§ **Request**: Which lines in the data below contain the word "window"? Pick out each of them and copy it in full.

------------------------------------------------

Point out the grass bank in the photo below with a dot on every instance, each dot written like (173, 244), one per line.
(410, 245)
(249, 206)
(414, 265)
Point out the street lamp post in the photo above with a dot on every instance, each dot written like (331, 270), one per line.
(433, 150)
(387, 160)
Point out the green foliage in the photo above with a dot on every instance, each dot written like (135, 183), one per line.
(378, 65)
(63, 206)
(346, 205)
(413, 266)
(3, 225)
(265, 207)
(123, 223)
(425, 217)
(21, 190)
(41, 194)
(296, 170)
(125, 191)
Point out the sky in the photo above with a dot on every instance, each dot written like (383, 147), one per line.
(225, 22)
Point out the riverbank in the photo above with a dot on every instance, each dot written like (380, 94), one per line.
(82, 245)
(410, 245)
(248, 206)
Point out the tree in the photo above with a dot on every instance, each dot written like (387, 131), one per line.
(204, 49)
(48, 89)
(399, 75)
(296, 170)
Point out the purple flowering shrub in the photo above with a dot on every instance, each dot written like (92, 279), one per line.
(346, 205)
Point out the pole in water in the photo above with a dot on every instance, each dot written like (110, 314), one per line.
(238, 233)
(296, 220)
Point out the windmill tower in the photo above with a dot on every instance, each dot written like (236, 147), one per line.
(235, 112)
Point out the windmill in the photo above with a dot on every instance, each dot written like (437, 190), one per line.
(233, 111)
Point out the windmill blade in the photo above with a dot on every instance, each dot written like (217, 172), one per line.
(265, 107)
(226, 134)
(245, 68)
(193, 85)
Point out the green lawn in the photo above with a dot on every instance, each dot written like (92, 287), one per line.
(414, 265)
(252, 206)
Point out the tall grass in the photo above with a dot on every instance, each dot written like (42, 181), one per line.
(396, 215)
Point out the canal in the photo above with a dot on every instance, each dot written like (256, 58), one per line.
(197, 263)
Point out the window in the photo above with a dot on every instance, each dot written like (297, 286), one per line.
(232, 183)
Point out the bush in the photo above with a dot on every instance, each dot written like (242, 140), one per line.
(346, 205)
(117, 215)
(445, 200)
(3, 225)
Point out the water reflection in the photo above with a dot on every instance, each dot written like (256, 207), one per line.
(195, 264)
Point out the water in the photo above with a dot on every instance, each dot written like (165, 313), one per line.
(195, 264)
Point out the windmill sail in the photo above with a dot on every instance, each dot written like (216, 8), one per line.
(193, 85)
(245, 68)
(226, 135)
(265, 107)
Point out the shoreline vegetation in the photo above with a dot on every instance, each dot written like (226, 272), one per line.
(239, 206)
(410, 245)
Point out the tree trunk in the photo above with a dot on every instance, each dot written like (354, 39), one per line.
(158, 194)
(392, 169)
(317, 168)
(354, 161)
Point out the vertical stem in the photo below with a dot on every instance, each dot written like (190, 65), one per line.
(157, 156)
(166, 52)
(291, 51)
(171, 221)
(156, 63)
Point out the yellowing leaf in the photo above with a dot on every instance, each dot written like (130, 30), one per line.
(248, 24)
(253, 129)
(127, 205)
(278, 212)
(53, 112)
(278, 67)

------------------------------------------------

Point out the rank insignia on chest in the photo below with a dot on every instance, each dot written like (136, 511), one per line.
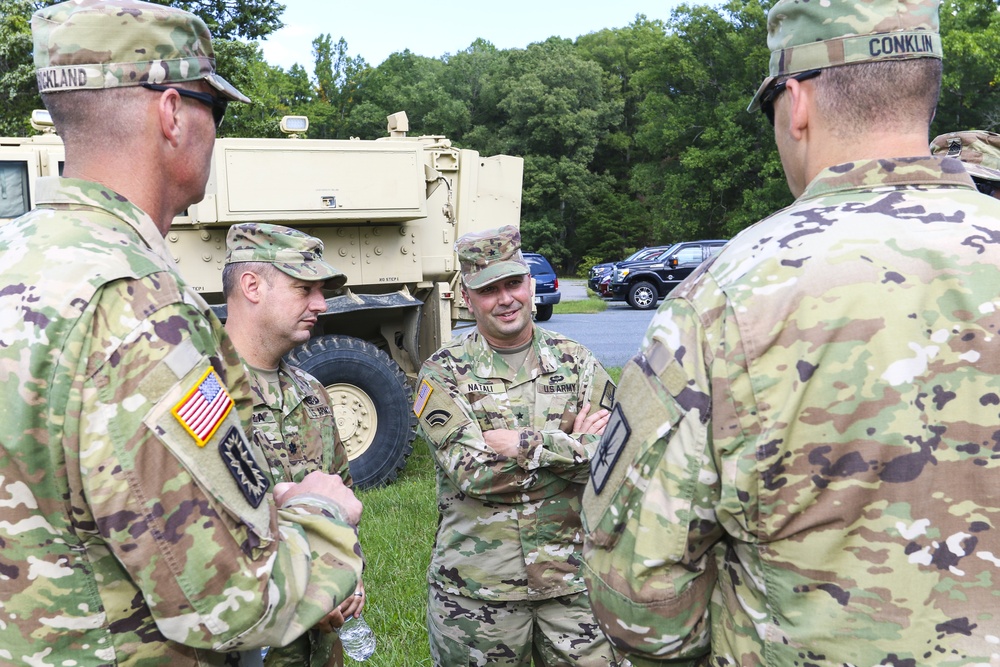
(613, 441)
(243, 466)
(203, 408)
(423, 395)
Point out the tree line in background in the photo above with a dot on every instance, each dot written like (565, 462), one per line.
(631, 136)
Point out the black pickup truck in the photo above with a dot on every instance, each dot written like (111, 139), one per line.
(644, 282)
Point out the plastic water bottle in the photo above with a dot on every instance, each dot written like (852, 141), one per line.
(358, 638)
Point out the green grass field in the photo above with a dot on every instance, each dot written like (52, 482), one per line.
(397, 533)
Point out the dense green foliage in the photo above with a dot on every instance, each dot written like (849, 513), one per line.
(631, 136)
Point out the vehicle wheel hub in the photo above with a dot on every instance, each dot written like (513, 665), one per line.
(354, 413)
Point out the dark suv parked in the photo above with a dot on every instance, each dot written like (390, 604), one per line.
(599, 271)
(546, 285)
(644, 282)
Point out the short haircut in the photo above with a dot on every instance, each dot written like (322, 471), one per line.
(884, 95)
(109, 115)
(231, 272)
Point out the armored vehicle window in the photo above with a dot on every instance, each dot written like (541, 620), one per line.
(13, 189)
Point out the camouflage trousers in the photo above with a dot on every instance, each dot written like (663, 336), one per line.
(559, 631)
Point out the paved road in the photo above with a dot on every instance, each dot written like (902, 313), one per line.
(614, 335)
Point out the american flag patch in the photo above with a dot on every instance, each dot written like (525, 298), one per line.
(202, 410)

------------------------------------------------

§ **The response**:
Point out the window in the photo above with a dot on every instance, each dot written like (297, 286), one per line.
Point out the armored vehicle window in the photo above with a dot on every instance, each dot written like (541, 620), one per line.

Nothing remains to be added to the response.